Quote the whole listing verbatim.

### Available records
···

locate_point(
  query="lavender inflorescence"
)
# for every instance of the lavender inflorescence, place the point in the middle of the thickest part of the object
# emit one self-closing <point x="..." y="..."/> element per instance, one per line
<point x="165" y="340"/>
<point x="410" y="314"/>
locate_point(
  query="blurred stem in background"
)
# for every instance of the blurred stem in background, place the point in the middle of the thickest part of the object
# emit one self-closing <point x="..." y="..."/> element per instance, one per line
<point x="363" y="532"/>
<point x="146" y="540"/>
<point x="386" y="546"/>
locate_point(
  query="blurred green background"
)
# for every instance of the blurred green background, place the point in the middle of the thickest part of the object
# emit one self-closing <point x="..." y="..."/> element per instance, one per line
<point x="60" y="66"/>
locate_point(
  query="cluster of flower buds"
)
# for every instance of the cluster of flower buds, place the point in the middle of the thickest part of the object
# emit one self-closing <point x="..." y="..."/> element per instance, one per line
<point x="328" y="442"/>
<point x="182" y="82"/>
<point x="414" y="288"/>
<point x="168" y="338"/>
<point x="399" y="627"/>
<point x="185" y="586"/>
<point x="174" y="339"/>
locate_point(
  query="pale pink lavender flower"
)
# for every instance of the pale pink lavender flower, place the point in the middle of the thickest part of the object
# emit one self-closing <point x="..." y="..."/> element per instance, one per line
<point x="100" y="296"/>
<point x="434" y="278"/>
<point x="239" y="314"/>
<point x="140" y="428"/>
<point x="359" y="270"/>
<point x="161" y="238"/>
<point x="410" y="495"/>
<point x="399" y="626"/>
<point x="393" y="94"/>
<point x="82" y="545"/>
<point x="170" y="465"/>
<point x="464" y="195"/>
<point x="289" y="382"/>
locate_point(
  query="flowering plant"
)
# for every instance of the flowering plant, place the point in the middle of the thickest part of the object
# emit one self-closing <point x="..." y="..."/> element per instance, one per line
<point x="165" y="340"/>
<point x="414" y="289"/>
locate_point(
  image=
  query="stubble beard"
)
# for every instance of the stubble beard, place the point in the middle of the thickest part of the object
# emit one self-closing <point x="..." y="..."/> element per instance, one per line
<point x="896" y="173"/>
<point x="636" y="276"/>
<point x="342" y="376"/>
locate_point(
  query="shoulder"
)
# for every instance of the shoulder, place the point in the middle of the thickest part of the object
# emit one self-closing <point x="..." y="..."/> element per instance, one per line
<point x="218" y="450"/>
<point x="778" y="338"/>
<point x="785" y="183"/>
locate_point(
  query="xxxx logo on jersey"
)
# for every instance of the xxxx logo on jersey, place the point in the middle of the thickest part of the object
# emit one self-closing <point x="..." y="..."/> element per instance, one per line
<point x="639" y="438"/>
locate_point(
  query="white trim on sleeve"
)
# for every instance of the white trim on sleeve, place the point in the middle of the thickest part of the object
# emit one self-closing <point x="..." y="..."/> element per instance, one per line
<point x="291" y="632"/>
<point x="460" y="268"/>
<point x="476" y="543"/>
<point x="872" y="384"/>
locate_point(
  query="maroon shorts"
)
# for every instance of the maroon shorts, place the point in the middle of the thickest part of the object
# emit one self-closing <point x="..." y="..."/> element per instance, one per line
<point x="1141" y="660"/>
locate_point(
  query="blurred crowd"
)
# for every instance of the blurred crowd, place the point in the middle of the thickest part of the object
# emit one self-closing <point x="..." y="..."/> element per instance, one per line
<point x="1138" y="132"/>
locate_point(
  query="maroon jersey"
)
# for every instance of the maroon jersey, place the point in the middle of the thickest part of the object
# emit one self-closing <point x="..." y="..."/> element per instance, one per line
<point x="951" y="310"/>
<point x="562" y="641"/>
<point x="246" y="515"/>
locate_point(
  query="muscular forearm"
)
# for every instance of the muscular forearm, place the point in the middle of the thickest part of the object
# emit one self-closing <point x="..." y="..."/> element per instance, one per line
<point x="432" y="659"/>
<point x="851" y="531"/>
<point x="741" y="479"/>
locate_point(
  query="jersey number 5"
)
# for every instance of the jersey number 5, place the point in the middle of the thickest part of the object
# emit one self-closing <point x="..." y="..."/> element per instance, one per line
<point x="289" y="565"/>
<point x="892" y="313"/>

···

### Solution below
locate_point(
  query="lavender inflorescence"
)
# for every instance of the lavender inflorescence, place the point in the middle of the thickest part of the object
# emit one self-closing <point x="..." y="..."/> element per instance, one per line
<point x="165" y="340"/>
<point x="410" y="314"/>
locate_point(
  query="blurred stem in background"
)
# for every instance of the blurred stem in background, place the point in the middle of the thickest part of the object
# emit one self-closing <point x="..." y="..."/> element per instance, one per line
<point x="363" y="532"/>
<point x="146" y="540"/>
<point x="386" y="546"/>
locate_point(
  query="blurred green background"
)
# for every instance of the blurred green background, place the point in the middle of the thickest part of the object
# emit one self-closing <point x="..." y="..."/> element per instance, one per line
<point x="60" y="66"/>
locate_point(
  query="cluster of flower buds"
)
# for every instance of the cluster of flower buds, place the point in the middle of the thickest part of the object
# emit one self-closing <point x="..." y="..."/> element per instance, one per line
<point x="328" y="442"/>
<point x="182" y="82"/>
<point x="414" y="288"/>
<point x="168" y="338"/>
<point x="399" y="627"/>
<point x="185" y="586"/>
<point x="174" y="339"/>
locate_point(
  query="pale pink lavender flower"
)
# for every instance of the pale pink lavender flower, place the point in the middle of the thickest part of the object
# emit one self-closing <point x="..." y="..."/> element per instance, one per line
<point x="100" y="296"/>
<point x="434" y="278"/>
<point x="239" y="314"/>
<point x="140" y="428"/>
<point x="359" y="270"/>
<point x="161" y="238"/>
<point x="410" y="495"/>
<point x="399" y="626"/>
<point x="393" y="94"/>
<point x="82" y="545"/>
<point x="170" y="465"/>
<point x="464" y="195"/>
<point x="289" y="382"/>
locate_point(
  query="flowering plant"
)
# for every instance of the flowering plant, place the point in the middle of the thickest part of the object
# emit one self-closing <point x="..." y="..."/> element per instance, one per line
<point x="165" y="340"/>
<point x="414" y="289"/>
locate_point(
  image=
  query="stubble beard"
)
# for every instance of the stubble beard, place the point in the middle of the thickest part of the object
# emit one self-closing <point x="..." y="..."/> element per instance, one per line
<point x="896" y="173"/>
<point x="636" y="276"/>
<point x="342" y="376"/>
locate_point(
  query="shoulder"
)
# for every instance of the shoulder, place the point in the middle of the thickest part of the object
# emit one self-closing <point x="..." y="..."/> element per instance, one per line
<point x="218" y="450"/>
<point x="778" y="338"/>
<point x="785" y="183"/>
locate_point(
  query="xxxx logo on jersey"
)
# for every instance of the xxxx logo on jersey, place the point in the middle of the thickest part of the object
# emit one self-closing <point x="..." y="..."/> element per instance, one per line
<point x="639" y="438"/>
locate_point(
  query="white trim on sleeve"
)
# for every instance of the white trim on sleeve, place the point in the middle of the thickest part of the object
# emit one self-closing <point x="..." y="..."/> element per instance, one per line
<point x="291" y="632"/>
<point x="460" y="268"/>
<point x="476" y="543"/>
<point x="872" y="384"/>
locate_point(
  query="maroon shorts"
)
# for every instance of the maroon shorts, place the point in the middle of the thickest part of the object
# emit one self-closing <point x="..." y="..."/> element per instance, one per line
<point x="1141" y="660"/>
locate_point(
  query="blurred crowd"
)
# for every instance of the blurred crowd, place the point in the middle of the thickest part of the object
# emit one self-closing <point x="..." y="..."/> element per instance, one per line
<point x="1138" y="132"/>
locate_point(
  query="maroon jersey"
)
# for every instance of the maroon jersey, place the point in the middle of the thickest part of the object
# emit one self-closing <point x="..." y="..."/> element per instance, one per line
<point x="951" y="310"/>
<point x="562" y="641"/>
<point x="246" y="515"/>
locate_point(
  query="muscular forearm"
)
# for every instance of the muscular forearm, place the point in the middle of the thickest part of the object
# emit one self-closing <point x="..." y="..."/> element per instance, one per line
<point x="432" y="659"/>
<point x="851" y="531"/>
<point x="741" y="479"/>
locate_point(
  query="jersey number 5"
)
# for every instance of the jersey number 5, place the point in the middle of the thickest part of the object
# emit one self-closing <point x="..." y="..."/> element per instance, one per line
<point x="289" y="565"/>
<point x="892" y="313"/>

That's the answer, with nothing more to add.